[Source data]
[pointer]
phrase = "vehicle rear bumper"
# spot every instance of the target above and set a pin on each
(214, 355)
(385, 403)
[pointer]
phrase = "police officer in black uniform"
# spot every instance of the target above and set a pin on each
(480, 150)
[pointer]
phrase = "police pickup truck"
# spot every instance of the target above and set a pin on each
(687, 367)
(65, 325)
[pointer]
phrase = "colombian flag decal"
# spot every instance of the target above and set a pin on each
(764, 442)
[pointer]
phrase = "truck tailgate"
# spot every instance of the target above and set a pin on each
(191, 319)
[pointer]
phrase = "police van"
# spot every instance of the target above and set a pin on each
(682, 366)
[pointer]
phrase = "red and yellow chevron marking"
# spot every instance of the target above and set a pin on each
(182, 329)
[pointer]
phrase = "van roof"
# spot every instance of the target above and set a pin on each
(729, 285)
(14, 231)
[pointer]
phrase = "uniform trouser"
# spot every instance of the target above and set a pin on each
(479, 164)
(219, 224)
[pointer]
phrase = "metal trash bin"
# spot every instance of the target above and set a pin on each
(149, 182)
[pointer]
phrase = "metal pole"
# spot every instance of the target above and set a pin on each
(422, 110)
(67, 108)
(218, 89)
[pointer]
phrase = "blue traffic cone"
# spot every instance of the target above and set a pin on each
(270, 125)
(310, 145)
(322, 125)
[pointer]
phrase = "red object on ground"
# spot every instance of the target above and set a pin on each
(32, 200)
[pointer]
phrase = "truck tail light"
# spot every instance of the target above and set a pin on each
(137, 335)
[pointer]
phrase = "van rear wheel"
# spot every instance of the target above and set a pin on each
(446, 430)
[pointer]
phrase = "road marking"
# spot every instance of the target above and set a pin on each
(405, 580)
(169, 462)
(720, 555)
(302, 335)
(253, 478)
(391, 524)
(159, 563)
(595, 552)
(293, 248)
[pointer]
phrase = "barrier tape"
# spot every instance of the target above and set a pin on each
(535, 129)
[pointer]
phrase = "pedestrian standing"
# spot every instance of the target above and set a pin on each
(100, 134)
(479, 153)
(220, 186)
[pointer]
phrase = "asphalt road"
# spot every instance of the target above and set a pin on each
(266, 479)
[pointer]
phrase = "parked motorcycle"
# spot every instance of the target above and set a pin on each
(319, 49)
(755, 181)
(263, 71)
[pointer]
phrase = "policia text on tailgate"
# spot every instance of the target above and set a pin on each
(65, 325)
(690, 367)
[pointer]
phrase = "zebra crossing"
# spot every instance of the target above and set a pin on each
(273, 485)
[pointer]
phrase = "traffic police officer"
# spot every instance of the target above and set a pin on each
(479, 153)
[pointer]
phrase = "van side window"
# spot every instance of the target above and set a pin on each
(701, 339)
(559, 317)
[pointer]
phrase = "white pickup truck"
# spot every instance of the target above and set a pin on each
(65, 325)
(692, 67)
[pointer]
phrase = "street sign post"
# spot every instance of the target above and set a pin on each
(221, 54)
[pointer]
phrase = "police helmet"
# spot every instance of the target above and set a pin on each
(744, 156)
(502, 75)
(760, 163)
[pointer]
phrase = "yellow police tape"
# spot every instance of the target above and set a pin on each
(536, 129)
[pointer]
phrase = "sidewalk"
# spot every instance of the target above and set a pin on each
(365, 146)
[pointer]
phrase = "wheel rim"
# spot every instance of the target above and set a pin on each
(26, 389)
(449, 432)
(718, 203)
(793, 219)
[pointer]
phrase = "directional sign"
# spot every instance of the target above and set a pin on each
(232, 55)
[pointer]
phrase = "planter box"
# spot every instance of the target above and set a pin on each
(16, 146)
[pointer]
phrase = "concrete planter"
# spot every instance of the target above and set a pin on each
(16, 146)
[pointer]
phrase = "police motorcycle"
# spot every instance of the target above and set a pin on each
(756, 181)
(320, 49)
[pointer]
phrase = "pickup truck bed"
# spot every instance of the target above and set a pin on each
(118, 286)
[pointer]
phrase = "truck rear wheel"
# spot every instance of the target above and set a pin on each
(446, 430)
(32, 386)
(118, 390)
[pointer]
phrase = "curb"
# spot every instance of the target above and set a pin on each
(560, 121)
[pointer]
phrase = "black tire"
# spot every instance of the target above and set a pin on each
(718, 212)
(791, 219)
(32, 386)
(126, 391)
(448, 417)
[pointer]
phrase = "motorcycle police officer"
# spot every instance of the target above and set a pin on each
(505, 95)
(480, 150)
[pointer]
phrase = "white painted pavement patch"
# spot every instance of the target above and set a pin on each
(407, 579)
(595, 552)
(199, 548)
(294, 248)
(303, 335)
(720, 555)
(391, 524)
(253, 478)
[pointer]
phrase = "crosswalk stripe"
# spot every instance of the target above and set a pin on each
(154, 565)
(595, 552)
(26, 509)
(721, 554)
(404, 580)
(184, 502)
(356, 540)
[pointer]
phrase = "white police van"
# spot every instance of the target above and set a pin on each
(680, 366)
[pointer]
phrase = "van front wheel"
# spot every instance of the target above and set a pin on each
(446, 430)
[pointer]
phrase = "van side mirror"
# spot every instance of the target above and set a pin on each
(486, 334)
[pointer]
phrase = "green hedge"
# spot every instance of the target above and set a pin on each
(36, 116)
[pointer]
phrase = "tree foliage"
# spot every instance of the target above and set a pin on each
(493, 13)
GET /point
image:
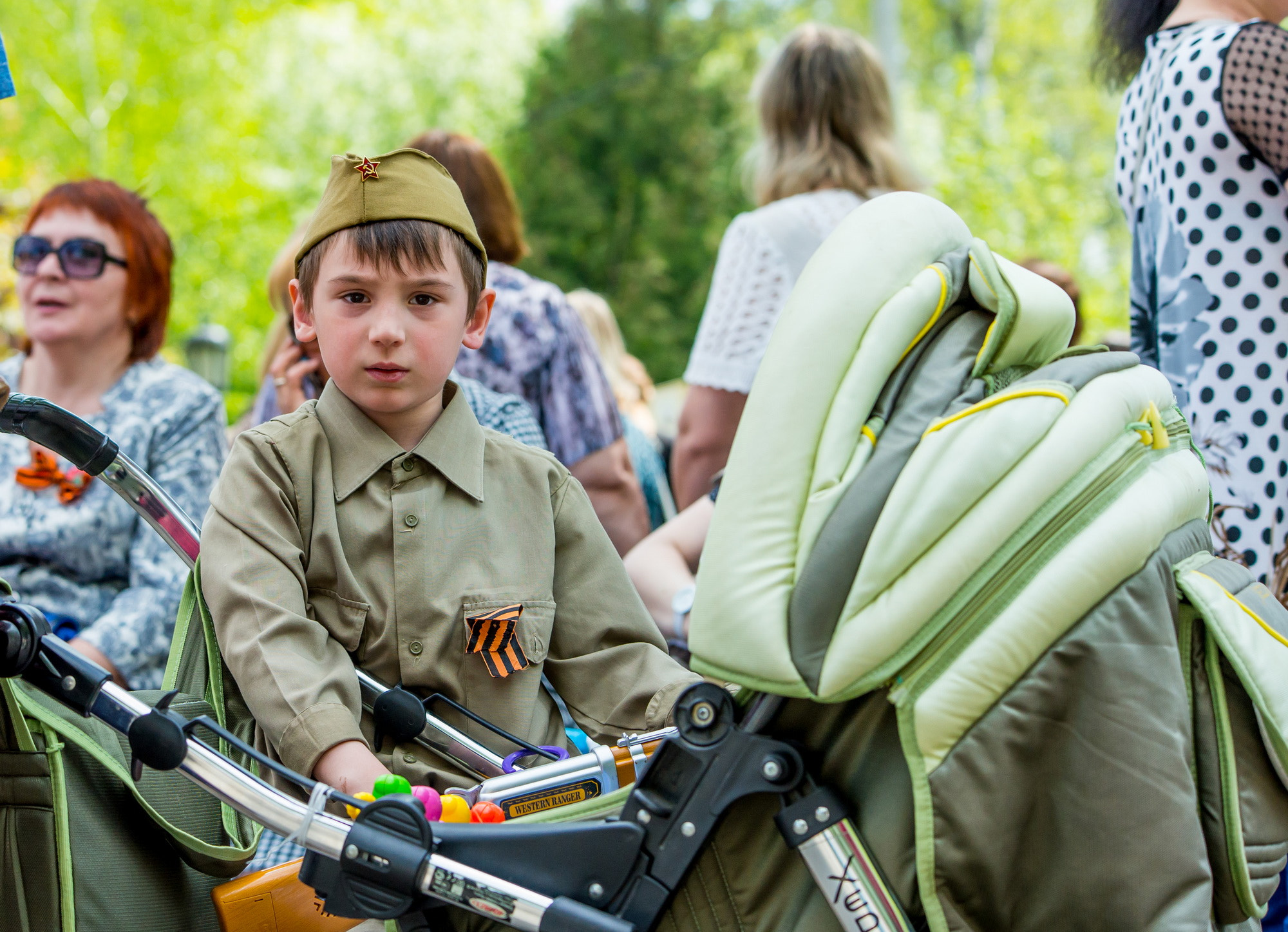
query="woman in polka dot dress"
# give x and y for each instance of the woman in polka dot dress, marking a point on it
(1202, 157)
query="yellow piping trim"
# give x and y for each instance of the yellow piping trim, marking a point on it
(991, 402)
(1160, 439)
(1250, 612)
(940, 309)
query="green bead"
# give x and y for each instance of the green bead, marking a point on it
(391, 783)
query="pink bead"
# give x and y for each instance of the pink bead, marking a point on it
(431, 800)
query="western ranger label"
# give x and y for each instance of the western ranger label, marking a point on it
(551, 799)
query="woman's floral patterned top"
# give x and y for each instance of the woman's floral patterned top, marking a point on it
(95, 560)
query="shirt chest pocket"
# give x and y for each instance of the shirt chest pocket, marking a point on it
(509, 634)
(343, 618)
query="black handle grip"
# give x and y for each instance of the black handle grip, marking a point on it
(569, 916)
(44, 423)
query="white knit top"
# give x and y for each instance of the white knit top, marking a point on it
(761, 256)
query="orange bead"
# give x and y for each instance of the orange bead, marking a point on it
(486, 813)
(455, 809)
(354, 810)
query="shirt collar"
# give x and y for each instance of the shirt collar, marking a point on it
(454, 446)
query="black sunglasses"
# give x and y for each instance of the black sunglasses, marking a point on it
(78, 258)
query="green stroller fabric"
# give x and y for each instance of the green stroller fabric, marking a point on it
(83, 848)
(978, 563)
(978, 550)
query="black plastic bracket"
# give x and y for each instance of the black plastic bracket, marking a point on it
(397, 714)
(21, 630)
(66, 675)
(60, 430)
(811, 815)
(159, 738)
(381, 864)
(686, 790)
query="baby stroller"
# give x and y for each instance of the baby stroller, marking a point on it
(983, 670)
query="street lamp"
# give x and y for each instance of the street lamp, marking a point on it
(208, 350)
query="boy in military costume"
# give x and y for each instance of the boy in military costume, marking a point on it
(382, 527)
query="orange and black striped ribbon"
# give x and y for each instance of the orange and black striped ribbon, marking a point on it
(493, 635)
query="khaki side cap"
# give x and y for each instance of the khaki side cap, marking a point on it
(404, 184)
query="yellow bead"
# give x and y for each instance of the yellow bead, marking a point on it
(455, 809)
(354, 810)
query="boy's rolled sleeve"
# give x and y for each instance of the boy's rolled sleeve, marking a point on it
(607, 657)
(298, 681)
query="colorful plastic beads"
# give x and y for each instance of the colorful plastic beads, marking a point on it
(486, 813)
(354, 810)
(431, 800)
(391, 783)
(455, 809)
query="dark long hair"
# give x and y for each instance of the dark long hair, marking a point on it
(1125, 24)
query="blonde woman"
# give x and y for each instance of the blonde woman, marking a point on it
(633, 388)
(828, 144)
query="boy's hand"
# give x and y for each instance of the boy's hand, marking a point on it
(351, 768)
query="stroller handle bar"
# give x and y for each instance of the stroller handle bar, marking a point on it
(327, 835)
(28, 652)
(93, 452)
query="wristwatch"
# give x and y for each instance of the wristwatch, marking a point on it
(682, 604)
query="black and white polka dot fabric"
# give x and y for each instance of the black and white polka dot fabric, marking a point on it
(1210, 276)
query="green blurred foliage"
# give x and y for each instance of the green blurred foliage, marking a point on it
(627, 160)
(225, 113)
(625, 131)
(637, 120)
(999, 112)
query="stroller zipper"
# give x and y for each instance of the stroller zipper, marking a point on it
(1128, 459)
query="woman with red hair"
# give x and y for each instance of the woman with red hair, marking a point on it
(95, 289)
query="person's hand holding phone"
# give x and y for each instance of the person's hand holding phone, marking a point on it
(292, 370)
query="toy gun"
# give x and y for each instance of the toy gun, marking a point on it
(279, 893)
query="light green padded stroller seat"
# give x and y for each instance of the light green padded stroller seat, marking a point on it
(980, 564)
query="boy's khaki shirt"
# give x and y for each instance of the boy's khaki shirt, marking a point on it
(329, 546)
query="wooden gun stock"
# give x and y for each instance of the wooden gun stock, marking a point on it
(275, 900)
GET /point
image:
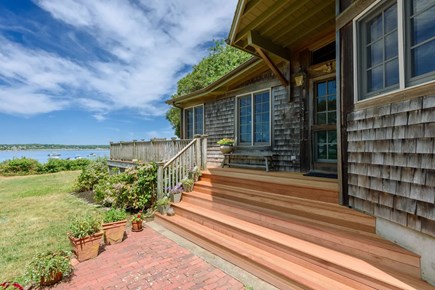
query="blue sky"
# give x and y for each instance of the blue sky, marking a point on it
(90, 72)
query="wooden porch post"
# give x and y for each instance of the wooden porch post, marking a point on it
(160, 180)
(204, 152)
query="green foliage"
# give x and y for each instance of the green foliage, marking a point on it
(114, 215)
(84, 226)
(91, 174)
(46, 265)
(221, 60)
(133, 189)
(27, 166)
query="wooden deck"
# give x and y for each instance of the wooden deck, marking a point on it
(288, 229)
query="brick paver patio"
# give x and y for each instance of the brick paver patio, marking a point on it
(148, 260)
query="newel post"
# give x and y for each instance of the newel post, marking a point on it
(198, 151)
(160, 180)
(204, 152)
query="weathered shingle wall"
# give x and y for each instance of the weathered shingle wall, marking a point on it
(392, 162)
(286, 128)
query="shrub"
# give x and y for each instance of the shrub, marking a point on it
(84, 226)
(133, 189)
(91, 174)
(114, 215)
(46, 265)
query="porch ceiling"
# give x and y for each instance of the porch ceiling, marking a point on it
(281, 27)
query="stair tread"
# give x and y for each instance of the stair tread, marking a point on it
(288, 269)
(362, 239)
(297, 203)
(329, 256)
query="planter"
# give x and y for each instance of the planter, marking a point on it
(226, 149)
(88, 247)
(114, 232)
(176, 197)
(54, 278)
(136, 226)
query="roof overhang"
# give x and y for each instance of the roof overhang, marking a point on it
(231, 80)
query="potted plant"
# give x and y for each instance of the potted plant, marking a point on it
(226, 145)
(114, 223)
(48, 268)
(176, 192)
(195, 173)
(85, 237)
(136, 222)
(187, 184)
(163, 205)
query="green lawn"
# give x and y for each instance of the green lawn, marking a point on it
(34, 215)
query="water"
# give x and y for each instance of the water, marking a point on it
(42, 155)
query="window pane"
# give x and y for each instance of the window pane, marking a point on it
(392, 73)
(423, 59)
(375, 29)
(321, 89)
(391, 46)
(423, 26)
(390, 18)
(321, 104)
(374, 53)
(375, 79)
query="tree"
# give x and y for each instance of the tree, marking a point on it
(221, 59)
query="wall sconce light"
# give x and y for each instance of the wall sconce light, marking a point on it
(299, 78)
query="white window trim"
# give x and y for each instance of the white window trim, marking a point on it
(185, 123)
(402, 57)
(236, 123)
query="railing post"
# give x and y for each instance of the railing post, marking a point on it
(204, 152)
(160, 180)
(198, 151)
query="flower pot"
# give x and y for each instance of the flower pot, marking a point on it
(54, 278)
(114, 232)
(136, 226)
(88, 247)
(226, 149)
(176, 197)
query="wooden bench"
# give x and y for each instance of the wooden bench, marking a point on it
(263, 157)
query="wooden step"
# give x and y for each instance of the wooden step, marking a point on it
(310, 209)
(359, 244)
(283, 273)
(288, 246)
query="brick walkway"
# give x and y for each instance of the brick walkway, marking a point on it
(148, 260)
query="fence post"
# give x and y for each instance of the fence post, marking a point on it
(198, 151)
(160, 180)
(204, 152)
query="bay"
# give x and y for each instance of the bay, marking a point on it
(43, 155)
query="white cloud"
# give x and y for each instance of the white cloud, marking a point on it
(148, 43)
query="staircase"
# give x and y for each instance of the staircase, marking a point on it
(289, 230)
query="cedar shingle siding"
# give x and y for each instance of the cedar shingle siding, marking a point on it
(392, 162)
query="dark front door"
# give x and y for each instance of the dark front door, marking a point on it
(324, 126)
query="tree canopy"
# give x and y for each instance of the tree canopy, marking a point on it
(221, 59)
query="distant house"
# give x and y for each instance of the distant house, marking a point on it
(336, 87)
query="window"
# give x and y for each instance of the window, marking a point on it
(194, 121)
(382, 65)
(253, 113)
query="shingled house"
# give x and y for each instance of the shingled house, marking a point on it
(336, 87)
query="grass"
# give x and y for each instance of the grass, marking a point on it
(35, 212)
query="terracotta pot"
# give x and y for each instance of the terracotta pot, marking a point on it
(54, 278)
(226, 149)
(136, 226)
(114, 232)
(88, 247)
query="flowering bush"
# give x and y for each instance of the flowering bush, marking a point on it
(226, 141)
(137, 217)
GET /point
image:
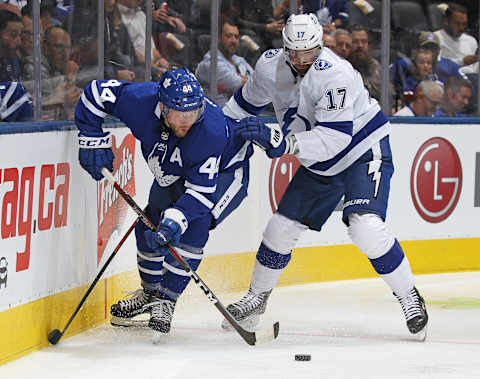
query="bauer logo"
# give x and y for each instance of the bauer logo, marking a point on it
(111, 207)
(436, 179)
(281, 173)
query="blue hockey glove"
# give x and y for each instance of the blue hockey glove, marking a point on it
(287, 146)
(95, 152)
(254, 129)
(168, 232)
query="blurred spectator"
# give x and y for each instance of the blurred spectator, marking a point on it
(15, 103)
(26, 47)
(455, 44)
(255, 19)
(329, 41)
(406, 79)
(456, 98)
(233, 71)
(10, 39)
(444, 68)
(46, 10)
(135, 21)
(172, 37)
(58, 74)
(343, 40)
(427, 99)
(363, 62)
(332, 14)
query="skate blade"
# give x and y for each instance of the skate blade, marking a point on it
(421, 336)
(137, 321)
(249, 324)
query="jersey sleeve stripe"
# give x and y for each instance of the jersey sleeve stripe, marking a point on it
(198, 188)
(200, 198)
(341, 126)
(91, 107)
(96, 95)
(245, 105)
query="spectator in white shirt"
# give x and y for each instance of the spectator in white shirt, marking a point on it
(455, 44)
(428, 96)
(233, 71)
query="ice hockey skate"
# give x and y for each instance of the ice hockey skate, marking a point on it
(415, 312)
(248, 309)
(134, 310)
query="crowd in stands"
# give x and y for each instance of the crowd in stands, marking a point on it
(434, 57)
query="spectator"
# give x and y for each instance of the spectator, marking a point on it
(343, 43)
(332, 14)
(329, 41)
(363, 62)
(135, 21)
(442, 67)
(428, 97)
(255, 19)
(172, 37)
(455, 44)
(10, 39)
(405, 81)
(456, 98)
(232, 70)
(58, 74)
(26, 47)
(15, 103)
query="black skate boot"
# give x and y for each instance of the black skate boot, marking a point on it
(248, 309)
(161, 313)
(135, 304)
(413, 307)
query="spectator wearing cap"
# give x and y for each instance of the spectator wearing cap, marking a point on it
(363, 62)
(456, 98)
(58, 73)
(233, 70)
(427, 99)
(455, 44)
(10, 39)
(444, 68)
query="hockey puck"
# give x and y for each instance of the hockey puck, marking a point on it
(303, 357)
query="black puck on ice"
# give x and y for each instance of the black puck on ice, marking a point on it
(303, 357)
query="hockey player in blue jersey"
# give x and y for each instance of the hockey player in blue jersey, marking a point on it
(340, 136)
(15, 103)
(201, 175)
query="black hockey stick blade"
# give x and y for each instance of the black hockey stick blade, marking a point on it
(54, 336)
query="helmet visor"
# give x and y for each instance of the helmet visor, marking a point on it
(302, 57)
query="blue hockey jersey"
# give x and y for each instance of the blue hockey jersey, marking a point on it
(15, 103)
(209, 147)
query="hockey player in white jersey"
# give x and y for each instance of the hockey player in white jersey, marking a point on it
(340, 136)
(201, 175)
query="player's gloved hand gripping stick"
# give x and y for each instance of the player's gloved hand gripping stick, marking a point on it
(252, 338)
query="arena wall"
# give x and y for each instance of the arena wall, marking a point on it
(58, 226)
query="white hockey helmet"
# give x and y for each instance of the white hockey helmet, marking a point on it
(302, 32)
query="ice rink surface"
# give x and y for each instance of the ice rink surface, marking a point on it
(352, 329)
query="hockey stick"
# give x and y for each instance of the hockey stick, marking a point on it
(55, 335)
(252, 338)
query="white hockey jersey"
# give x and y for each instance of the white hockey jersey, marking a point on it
(329, 111)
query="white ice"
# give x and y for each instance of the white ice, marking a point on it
(352, 329)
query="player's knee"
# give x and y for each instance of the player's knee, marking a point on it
(370, 234)
(282, 234)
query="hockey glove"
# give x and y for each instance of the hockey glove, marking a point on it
(254, 129)
(169, 231)
(95, 152)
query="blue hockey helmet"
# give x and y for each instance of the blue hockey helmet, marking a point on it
(181, 91)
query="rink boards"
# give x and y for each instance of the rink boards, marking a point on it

What is needed | If a line in the records contains the string "tape", copy it out.

Exercise response |
phrase = "barrier tape"
phrase = "yellow police tape"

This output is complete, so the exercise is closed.